COMPITI DA SVOLGERE
1 > Riporta il tratto del brano sulla filologia di Leonardi che comincia con "In questo approccio, la" e prosegue fino a "interrogativi del presente." compreso.
2 > Porta avanti il brano sulla filologia di Leonardi, scrivendo il seguito dopo la sua ultima frase.

BRANO SCELTO
====================

Nel complesso della sua produzione (1077 titoli) questa parte potrà sembrare quantitativamente esigua, ma essa corrisponde a una consapevolezza storiografica e a un’assidua fatica. La filologia dava gli strumenti per risalire all’originale di un testo, alla modalità di esecuzione della lingua così come un autore l’aveva sperimentata, ed essa (attraverso lo studio della tradizione manoscritta) consentiva anche di comprendere le modalità nelle quali ogni opera era stata compresa dai suoi diversi pubblici. L’eredità pasqualiana serviva a diminuire gli elementi meccanici nella ricostruzione del testo, in riferimento a una coscienza storica della lingua, senza perdere di vista l’importanza di impiegare i mezzi ecdotici disponibili per risalire agli originali. A questi presupposti Leonardi fu sempre fedele, come mostra anche il sodalizio intellettuale stabilito con Giovanni Orlandi che affiancò negli scontri contro mode editoriali semplicistiche, il cui imporsi rischiava di far perdere la coscienza di che cosa significasse lavorare sui testi con un metodo scientifico.
La filologia è posta alla base del lavoro storico perché la storia ha nella parola umana il suo specchio sincero, il suo documento sicuro; la parola rappresenta il modo nel quale le cose sono state vissute, nella concretezza di una persona, che subisce condizionamenti storici e pure esprime la sua singolarità e la sua utopia; comprendere la parola degli autori è accedere all’alterità di un altro tempo, realizzando il compito dello storico. In questo interesse per la lingua degli autori, emergeva il riferimento a un altro magistero, quello di Contini, che pure fu decisivo nella definizione della posizione di Leonardi, nella quale inoltre sarà presente la coscienza che, proprio per l’ambizione del suo risultato (la comprensione di un mondo trascorso, attraverso la lingua), l’esito della ricostruzione di un testo deve presentarsi sempre come ipotesi conoscitiva, per quanto carica di informazioni e di consapevolezze e per quanto fondamento di una vera conoscenza. La fiducia nella filologia corrisponde a una scelta decisiva, ma si articola in direzione della storia della cultura. Attraverso i testi ben compresi si scoprono le figure poetiche e spirituali che la persona ha elaborato e che costituiscono la storia; su di essa pesano i condizionamenti,
ma la reazione ad essi ho voluto considerarla come autonoma, originale, come una struttura: la dottrina e la sua immagine (la figura religiosa e la figura poetica), come sufficiente documento di conoscenza della storia, anzi come un documento che più di altri permette di valutare i dati di una certa epoca entro un’ipotesi di storia universale (Alle origini della cristianità medievale, 1977, pp. 493-94).
In questo approccio, la persona – la sua possibile creatività – è la struttura; le condizioni del suo operare vengono assunte alla stregua di una sovrastruttura, rovesciando uno degli schemi dominanti nella cultura storiografica europea di quegli anni.
La filologia era lo strumento mediante il quale ci si poteva confrontare con il panorama difficile della fine del 20° secolo. Essa poteva dichiarare le sue regole rigorose, schivare ogni improvvisazione e ogni estetismo, e poteva assumere un compito intellettuale, ossia restituire la lingua degli autori per ridare spazio alla persona, lasciando alla storia il compito di pensare la possibilità della differenza. Questo compito era posto in relazione agli interrogativi del presente.

====================

DATI GREZZI
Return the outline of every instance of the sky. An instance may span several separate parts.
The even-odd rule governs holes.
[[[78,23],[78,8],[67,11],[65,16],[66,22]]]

====================

RISULTATI PER COMPITO
1 >
In questo approccio, la persona – la sua possibile creatività – è la struttura; le condizioni del suo operare vengono assunte alla stregua di una sovrastruttura, rovesciando uno degli schemi dominanti nella cultura storiografica europea di quegli anni.
La filologia era lo strumento mediante il quale ci si poteva confrontare con il panorama difficile della fine del 20° secolo. Essa poteva dichiarare le sue regole rigorose, schivare ogni improvvisazione e ogni estetismo, e poteva assumere un compito intellettuale, ossia restituire la lingua degli autori per ridare spazio alla persona, lasciando alla storia il compito di pensare la possibilità della differenza. Questo compito era posto in relazione agli interrogativi del presente.

2 >
Il secolo si era aperto con la piena consapevolezza della crisi della cultura moderna, consapevolezza che Leonardi vedeva compiutamente espressa in Friedrich Wilhelm Nietzsche. Questa crisi aveva poi condotto a emergenze storiche grandissime, sempre più tragiche e travolgenti; eppure, ogni volta che queste emergenze sembravano essere state superate, si ritornava alle antiche consuetudini di pensiero, applicando la «pseudo-categoria storiografica della parentesi» (L’esperienza intellettuale di Claudio Leonardi, 2011), senza sospettare che fosse necessario pensare una profonda novità, credendo che la storia potesse riprendere come prima dell’inizio di ogni emergenza. Intanto, poteri diversi da quelli che erano in grado di avere rapporto con la razionalità conquistavano sempre maggiore spazio e tutto ciò conduceva inevitabilmente a nuove e più gravi crisi.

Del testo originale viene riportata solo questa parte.